Records from an annotation dataset:
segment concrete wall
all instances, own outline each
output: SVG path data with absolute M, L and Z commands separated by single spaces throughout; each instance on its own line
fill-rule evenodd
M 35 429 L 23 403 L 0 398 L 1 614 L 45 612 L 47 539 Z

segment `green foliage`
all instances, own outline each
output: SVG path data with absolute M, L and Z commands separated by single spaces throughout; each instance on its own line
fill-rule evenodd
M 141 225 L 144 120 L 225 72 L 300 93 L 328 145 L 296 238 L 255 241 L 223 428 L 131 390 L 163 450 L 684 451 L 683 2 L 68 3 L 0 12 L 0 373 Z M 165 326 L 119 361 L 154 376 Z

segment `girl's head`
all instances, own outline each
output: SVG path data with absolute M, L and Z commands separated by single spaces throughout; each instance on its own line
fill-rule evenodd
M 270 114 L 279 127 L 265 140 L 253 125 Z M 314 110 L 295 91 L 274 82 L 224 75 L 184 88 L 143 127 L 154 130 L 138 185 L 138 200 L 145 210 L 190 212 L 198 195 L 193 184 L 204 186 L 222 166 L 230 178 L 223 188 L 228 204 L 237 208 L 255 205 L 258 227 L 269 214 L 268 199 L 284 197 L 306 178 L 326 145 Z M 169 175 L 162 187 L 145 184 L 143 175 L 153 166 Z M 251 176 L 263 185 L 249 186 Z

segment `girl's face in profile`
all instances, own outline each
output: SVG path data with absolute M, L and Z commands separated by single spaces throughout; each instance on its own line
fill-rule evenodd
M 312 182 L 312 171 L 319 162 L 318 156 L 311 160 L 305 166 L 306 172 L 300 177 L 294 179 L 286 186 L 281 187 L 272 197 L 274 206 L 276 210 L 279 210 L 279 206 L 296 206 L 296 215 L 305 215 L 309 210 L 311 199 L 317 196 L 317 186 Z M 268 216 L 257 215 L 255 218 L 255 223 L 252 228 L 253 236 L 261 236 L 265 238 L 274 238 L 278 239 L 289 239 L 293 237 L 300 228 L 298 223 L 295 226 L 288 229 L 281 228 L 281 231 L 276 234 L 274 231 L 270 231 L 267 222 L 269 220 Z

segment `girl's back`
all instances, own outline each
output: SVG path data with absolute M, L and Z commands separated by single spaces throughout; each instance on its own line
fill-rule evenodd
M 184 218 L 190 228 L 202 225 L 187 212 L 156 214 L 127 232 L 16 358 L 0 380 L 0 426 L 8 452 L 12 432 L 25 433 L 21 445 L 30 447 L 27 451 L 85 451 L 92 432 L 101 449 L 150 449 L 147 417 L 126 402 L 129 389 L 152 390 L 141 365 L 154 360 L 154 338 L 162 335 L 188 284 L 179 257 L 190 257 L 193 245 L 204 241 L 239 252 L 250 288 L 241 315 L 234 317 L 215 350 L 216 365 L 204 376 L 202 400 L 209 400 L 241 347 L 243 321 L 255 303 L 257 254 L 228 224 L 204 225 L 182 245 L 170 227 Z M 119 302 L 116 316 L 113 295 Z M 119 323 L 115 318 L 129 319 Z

:: Required work ::
Reproduce every record above line for line, without changing anything.

:: Result below ::
segment concrete wall
all instances, own outline each
output: SVG path data with absolute M, L and Z commands separated by single spaces throughout; each instance on its own line
fill-rule evenodd
M 35 429 L 23 403 L 0 398 L 1 614 L 45 612 L 47 539 Z

segment `green foliage`
all instances, own outline each
output: SVG path data with absolute M, L and Z commands separated by single spaces throughout; each instance on its own line
fill-rule evenodd
M 141 225 L 144 120 L 225 72 L 300 93 L 328 145 L 296 238 L 255 241 L 223 428 L 131 390 L 163 450 L 684 451 L 683 2 L 68 3 L 0 12 L 0 373 Z M 165 326 L 119 361 L 154 376 Z

segment `girl's head`
all instances, own outline each
output: SVG path data with absolute M, L and Z commands separated by single spaces throughout; each instance on its own line
fill-rule evenodd
M 270 114 L 279 127 L 265 140 L 253 125 Z M 314 110 L 295 91 L 274 82 L 224 75 L 184 88 L 143 127 L 154 130 L 138 185 L 138 200 L 145 210 L 190 212 L 198 195 L 193 184 L 204 186 L 222 166 L 230 178 L 223 188 L 228 204 L 237 208 L 255 205 L 258 227 L 269 214 L 268 199 L 284 197 L 306 178 L 326 145 Z M 169 175 L 162 187 L 145 184 L 143 175 L 153 166 Z M 251 176 L 263 185 L 249 186 Z

segment `girl's face in profile`
all instances, own outline each
output: SVG path data with absolute M, L and Z commands separated by single spaces throughout; each instance on its own line
fill-rule evenodd
M 312 182 L 312 171 L 319 162 L 318 156 L 311 160 L 305 166 L 306 172 L 300 177 L 294 179 L 286 186 L 281 187 L 272 197 L 274 206 L 276 210 L 279 210 L 279 206 L 296 206 L 296 215 L 305 215 L 309 210 L 311 199 L 317 196 L 317 186 Z M 268 216 L 257 215 L 255 218 L 255 223 L 252 228 L 253 236 L 261 236 L 265 238 L 274 238 L 278 239 L 289 239 L 293 237 L 300 228 L 298 223 L 295 226 L 288 229 L 281 228 L 281 231 L 276 234 L 274 231 L 270 231 L 267 222 L 269 220 Z

segment `girl's back`
all instances, own outline each
output: SVG path data with absolute M, L and Z commands separated by single spaces throughout; each instance on its own line
fill-rule evenodd
M 184 218 L 190 228 L 202 225 L 187 212 L 156 214 L 127 232 L 16 358 L 0 380 L 0 426 L 8 452 L 12 432 L 25 433 L 21 445 L 30 447 L 27 451 L 85 451 L 92 432 L 101 449 L 150 449 L 147 417 L 126 402 L 129 389 L 152 390 L 141 365 L 154 360 L 154 338 L 162 335 L 188 284 L 179 257 L 190 257 L 193 245 L 204 241 L 239 252 L 250 288 L 241 315 L 234 317 L 215 350 L 216 365 L 204 376 L 202 400 L 209 400 L 241 347 L 243 321 L 255 303 L 257 254 L 228 224 L 204 225 L 182 245 L 170 227 Z M 119 302 L 116 316 L 113 295 Z M 119 323 L 115 318 L 129 319 Z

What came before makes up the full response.